• _待辦事項_
請把講更新文檔字段和批量提交_bulk的這段文字，從最後一句之後接著往下寫。

3.3.11 更新一個doc文檔的指定字段的值。

如將_id=3的這個用戶age修改爲29。

POST user_index/user_type/3/_update
{
  "doc": {
     "age":29
  }
}

更新後_id=3的這個doc的信息如下:

GET user_index/user_type/3

Response:

{
  "_index" : "user_index",
  "_type" : "user_type",
  "_id" : "3",
  "_version" : 2,
  "_seq_no" : 26,
  "_primary_term" : 3,
  "found" : true,
  "_source" : {
    "name" : "zhang fulai",
    "age" : 29,
    "join_date" : "2018-03-01",
    "phone" : "18823450003",
    "country" : "CN",
    "province" : "guangdong",
    "city" : "shenzhen",
    "remark" : "I'm liaiguo,I like hadoop"
  }
}

3.3.12 批量提交_bulk。

一次提交增、刪、改的文檔信息,這種操作的效率減少了請求服務器的網絡次數,提高了執行的效率。

PUT user_index/user_type/_bulk
{"index":{"_id":"4"}}
{"name":"guo daming","age":26,"phone":"18823450004","country":"CN","province":"beijing","city":"beijingshi","remark":"I.m from beijing,I like java"}
{"index":{"_id":"5"}}
{"name":"zhao mingming","age":26,"phone":"18823450005","country":"CN","province":"shanghai","city":"shanghaishi","remark":"I.m from shanghai,I like spark"}
{"delete":{"_id":"1"}}
{"update":{"_id":"2"}}
{"doc":{"age":"25"}}

Response:

{
  "took" : 19,
  "errors" : false,
  "items" : [
    {
      "index" : {
        "_index" : "user_index",
        "_type" : "user_type",
        "_id" : "4",
        "_version" : 7,
        "result" : "updated",
        "_shards" : {
          "total" : 2,
          "successful" : 1,
          "failed" : 0
        },
        "_seq_no" : 33,
        "_primary_term" : 3,
        "status" : 200
      }
    },
    {
      "index" : {
        "_index" : "user_index",
        "_type" : "user_type",
        "_id" : "5",
        "_version" : 1,
        "result" : "created",
        "_shards" : {
          "total" : 2,
          "successful" : 1,
          "failed" : 0
        },
        "_seq_no" : 34,
        "_primary_term" : 3,
        "status" : 201
      }
    },
    {
      "delete" : {
        "_index" : "user_index",
        "_type" : "user_type",
        "_id" : "1",
        "_version" : 10,
        "result" : "deleted",
        "_shards" : {
          "total" : 2,
          "successful" : 1,
          "failed" : 0
        },
        "_seq_no" : 27,
        "_primary_term" : 3,
        "status" : 200
      }
    },
    {
      "update" : {
        "_index" : "user_index",
        "_type" : "user_type",
        "_id" : "2",
        "_version" : 8,
        "result" : "updated",
        "_shards" : {
          "total" : 2,
          "successful" : 1,
          "failed" : 0
        },
        "_seq_no" : 35,
        "_primary_term" : 3,
        "status" : 200
      }
    }
  ]
}

另外,如果一次提交的_bulk的參數不在同一個index下,在每一個參數體裏面指定index和type就可以。

• _提取條目_
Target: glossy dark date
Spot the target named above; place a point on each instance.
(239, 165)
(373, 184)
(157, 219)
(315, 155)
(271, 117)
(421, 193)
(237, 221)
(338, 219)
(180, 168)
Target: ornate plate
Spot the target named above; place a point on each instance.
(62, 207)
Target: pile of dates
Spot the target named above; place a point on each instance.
...
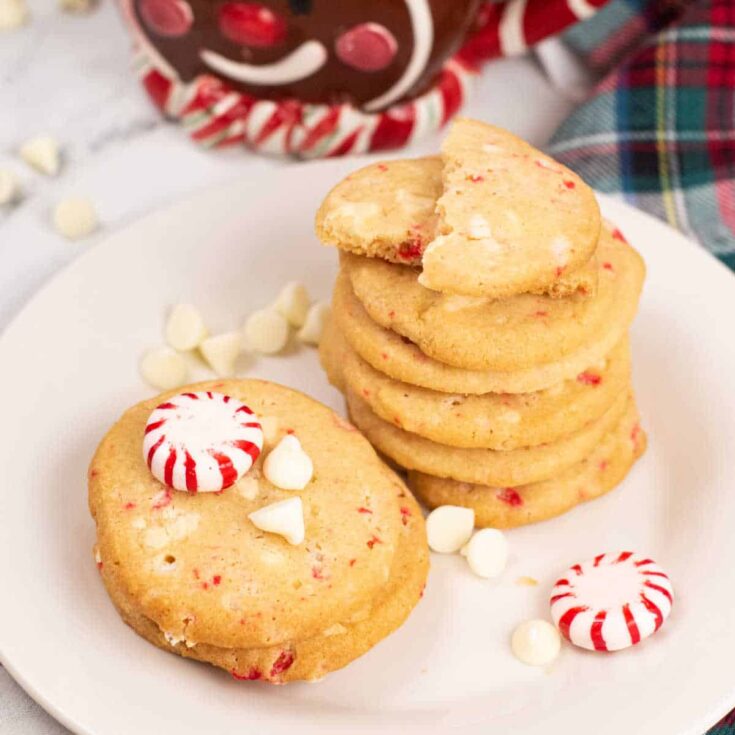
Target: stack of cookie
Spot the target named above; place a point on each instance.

• _練習結果_
PUT _bulk
{"create":{"_index":"user_index","_type":"user_type","_id":"4"}}
{"name":"guo daming","age":26,"phone":"18823450004","country":"CN","province":"beijing","city":"beijingshi","remark":"I.m from beijing,I like java"}
{"create":{"_index":"user_index","_type":"user_type","_id":"5"}}
{"name":"zhao mingming","age":26,"phone":"18823450005","country":"CN","province":"shanghai","city":"shanghaishi","remark":"I.m from shanghai,I like spark"}
{"delete":{"_index":"user_index","_type":"user_type","_id":"1"}}
{"update":{"_index":"user_index","_type":"user_type","_id":"2"}}
{"doc":{"age":"25"}}

3.3.13 Elasticsearch的文檔查詢

3.3.13.1 根據文檔_id獲取。

URL地址格式:index/type/_id

GET user_index/user_type/1

3.3.13.2 批量查詢_mget。

URL地址格式:index/type/_mget。API參數是一個docs數組,數組的每個節點定義一個文檔的_index、_type、_id元數據。如果你只想檢索一個或幾個確定的字段,也可以定義一個_source。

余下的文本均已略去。